* Consegna *
Riprendi per favore il testo sulle cure palliative subito dopo la sua ultima frase e proseguilo.

* Testo fornito *
────
Il termine “ palliativo” ha origine dal latino “ pallium” il cui significato è “ mantello”. Quindi porta a pensare a qualche cosa che copre, protegge e quindi si è voluto dare, con questo termine, il significato di intervento protettivo che lenisce le sofferenze ma non rimuove le cause.
Le cure palliative sono nate in Inghilterra negli anni ’60 (con Cicely Saunders infermiera e poi medico) ed arrivate in Italia negli anni ’80 con l’assistenza domiciliare di volontari ed ufficializzate nel ’99 con la nascita degli hospice.
Le cure palliative sono una disciplina della medicina che si occupa della cura di pazienti affetti da malattie inguaribili ed in fase terminale in rapida evoluzione.
────
* Voci fornite *
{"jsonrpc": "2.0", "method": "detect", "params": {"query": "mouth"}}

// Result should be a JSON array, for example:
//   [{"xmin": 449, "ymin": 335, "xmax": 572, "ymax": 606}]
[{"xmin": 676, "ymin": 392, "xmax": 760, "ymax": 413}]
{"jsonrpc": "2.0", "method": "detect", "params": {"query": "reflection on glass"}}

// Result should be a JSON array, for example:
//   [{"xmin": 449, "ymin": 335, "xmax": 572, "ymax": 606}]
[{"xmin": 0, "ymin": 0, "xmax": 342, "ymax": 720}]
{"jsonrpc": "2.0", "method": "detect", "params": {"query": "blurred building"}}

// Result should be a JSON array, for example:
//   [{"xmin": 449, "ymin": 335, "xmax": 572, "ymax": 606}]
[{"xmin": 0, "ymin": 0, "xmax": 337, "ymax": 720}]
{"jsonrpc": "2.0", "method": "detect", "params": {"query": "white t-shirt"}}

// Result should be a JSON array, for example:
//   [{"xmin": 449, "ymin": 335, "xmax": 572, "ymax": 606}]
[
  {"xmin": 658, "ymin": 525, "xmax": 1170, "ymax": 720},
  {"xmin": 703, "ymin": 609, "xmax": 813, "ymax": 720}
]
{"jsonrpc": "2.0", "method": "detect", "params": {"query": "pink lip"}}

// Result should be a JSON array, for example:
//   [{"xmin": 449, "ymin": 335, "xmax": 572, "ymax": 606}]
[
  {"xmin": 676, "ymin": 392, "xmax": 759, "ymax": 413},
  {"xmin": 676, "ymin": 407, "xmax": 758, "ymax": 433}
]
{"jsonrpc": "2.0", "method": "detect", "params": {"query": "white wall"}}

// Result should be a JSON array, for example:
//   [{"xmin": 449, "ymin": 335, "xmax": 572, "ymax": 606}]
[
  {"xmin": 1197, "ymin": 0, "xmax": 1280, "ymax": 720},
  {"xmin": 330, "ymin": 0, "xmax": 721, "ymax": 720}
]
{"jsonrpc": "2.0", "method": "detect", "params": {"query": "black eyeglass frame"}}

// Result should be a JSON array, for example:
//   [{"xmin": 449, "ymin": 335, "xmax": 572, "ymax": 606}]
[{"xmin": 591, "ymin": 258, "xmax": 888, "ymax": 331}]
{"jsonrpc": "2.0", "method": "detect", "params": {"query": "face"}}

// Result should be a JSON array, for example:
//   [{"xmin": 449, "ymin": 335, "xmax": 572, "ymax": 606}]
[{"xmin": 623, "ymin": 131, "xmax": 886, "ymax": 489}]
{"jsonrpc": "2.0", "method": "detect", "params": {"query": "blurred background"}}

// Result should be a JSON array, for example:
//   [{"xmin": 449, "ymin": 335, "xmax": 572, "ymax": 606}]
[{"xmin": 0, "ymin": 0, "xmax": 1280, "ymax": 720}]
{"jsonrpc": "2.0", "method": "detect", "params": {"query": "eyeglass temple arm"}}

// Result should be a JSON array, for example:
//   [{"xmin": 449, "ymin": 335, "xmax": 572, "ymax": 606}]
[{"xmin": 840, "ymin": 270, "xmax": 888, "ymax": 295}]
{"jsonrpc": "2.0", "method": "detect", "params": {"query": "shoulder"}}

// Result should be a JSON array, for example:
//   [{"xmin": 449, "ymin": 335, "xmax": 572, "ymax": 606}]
────
* La tua risposta *
Queste sono terapie e supporti psicologici, socio-assistenziali e solidaristici, volti all’ottimizzazione della qualità della vita residua e vengono usate quando la malattia non risponde più alle cure. In questa specialità il termine “curare” riacquista il suo significato più vero di “prendersi cura della persona“.
Le cure palliative sono un approccio che migliora la qualità della vita dei malati e delle famiglie che si confrontano con i problemi associati a malattie inguaribili, attraverso la prevenzione ed il sollievo dalla sofferenza, per mezzo dell’identificazione precoce, della approfondita valutazione e del trattamento del dolore e di altri problemi fisici, psicosociali, spirituali (dichiarazione dell’OMS).
Il lavoro dello psicologo si inserisce all’interno di un ampio lavoro di equipe interdisciplinare. L’intervento psicologico è volto a co-costruire i significati familiari dove interpretare il tempo della malattia, avviando con la famiglia una rilettura e la premessa di un possibile cambiamento.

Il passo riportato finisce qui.